TO DO ▸
Carry on writing the article about Milos Karadaglic's album Canción from its last sentence.

New Classical Tracks: 'Cancion'
milos, cancion
Cancion is an album of stirring transcriptions and arrangements of Latin, South American and Spanish songs.
© 2013 Deutsche Grammophon.

"Canción is an album which celebrates all of those different ideas and corners and flavors of the music of South America which is very much in the core of the guitar as a classical instrument but also it's very much in the core of the guitar as a popular instrument. So the album really celebrates those two worlds and the collision and the union of those two worlds into one," says guitarist Milos Karadaglic.

Milos está muy apasionado about his latest recording, which celebrates the Canción — Latin America song. He invited his friend, Brazilian guitarist and composer Sergio Assad to fashion four of the arrangements on this recording, including two songs that have become global phenomena in popular Latin culture. "I think what he wrote is just so much fun and so real. Because if you take a song like 'Besame Mucho' or 'Más Que Nada', it's so easy for it to sound canned. And the arrangements that he made are very much classical guitar and very much challenging in every single way but then you recognize the tune and it just makes you happy. I had a wonderful time recording those pieces and I now play them all over the world — even in the most serious recitals and the most prestigious concert halls and people just go crazy for those."

AVAILABLE DATA ▸
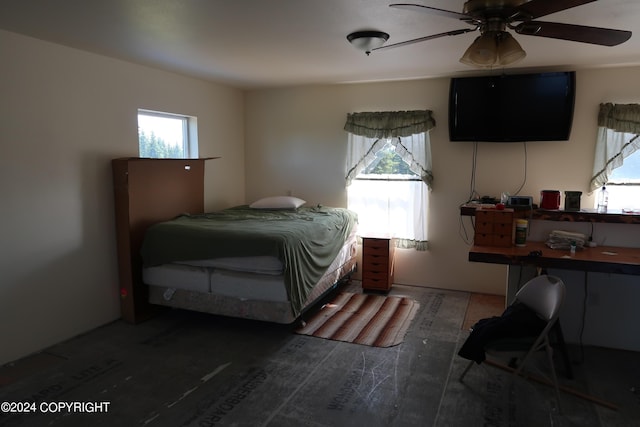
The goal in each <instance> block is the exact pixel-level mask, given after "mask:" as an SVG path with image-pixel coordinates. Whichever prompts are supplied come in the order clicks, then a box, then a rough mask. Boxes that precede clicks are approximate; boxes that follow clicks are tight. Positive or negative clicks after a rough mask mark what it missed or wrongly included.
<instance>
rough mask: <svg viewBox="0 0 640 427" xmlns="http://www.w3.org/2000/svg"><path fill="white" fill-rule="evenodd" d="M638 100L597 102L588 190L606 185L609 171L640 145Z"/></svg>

EXERCISE RESPONSE ▸
Oscar-winning film composer Gustavo Santaolalla wrote the soundtrack for The Motorcycle Diaries. It's about the Argentine Marxist revolutionary Che Guevara. A powerful film, its main theme packed a punch for Milos, and became an essential track on Canción. "That piece was my very big personal wish," Milos explains, "because when I heard that piece in the original, I was blown away because it just had something that was so haunting and would not leave my head for days. And I just knew that there was a way to play it on the guitar and I experimented and just tried to figure out how it could be best approached. The way it's done is that the tuning is a little bit changed. So the first string is changed to F-sharp which changes the whole timbre of the guitar...what's the word...like color. And you get this very hypnotic affect."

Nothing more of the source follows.